→ **JOB**
Reproduce each of the entries below word for word, without changing anything.

——————

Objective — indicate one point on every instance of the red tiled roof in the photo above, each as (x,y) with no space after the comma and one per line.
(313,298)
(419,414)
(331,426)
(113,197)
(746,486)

——————

→ **RESPONSE**
Objective — indicate one point on every instance of the red tiled roof in the photo above, each as (x,y) with no space after the comma and one per line.
(313,298)
(419,414)
(331,426)
(113,197)
(746,486)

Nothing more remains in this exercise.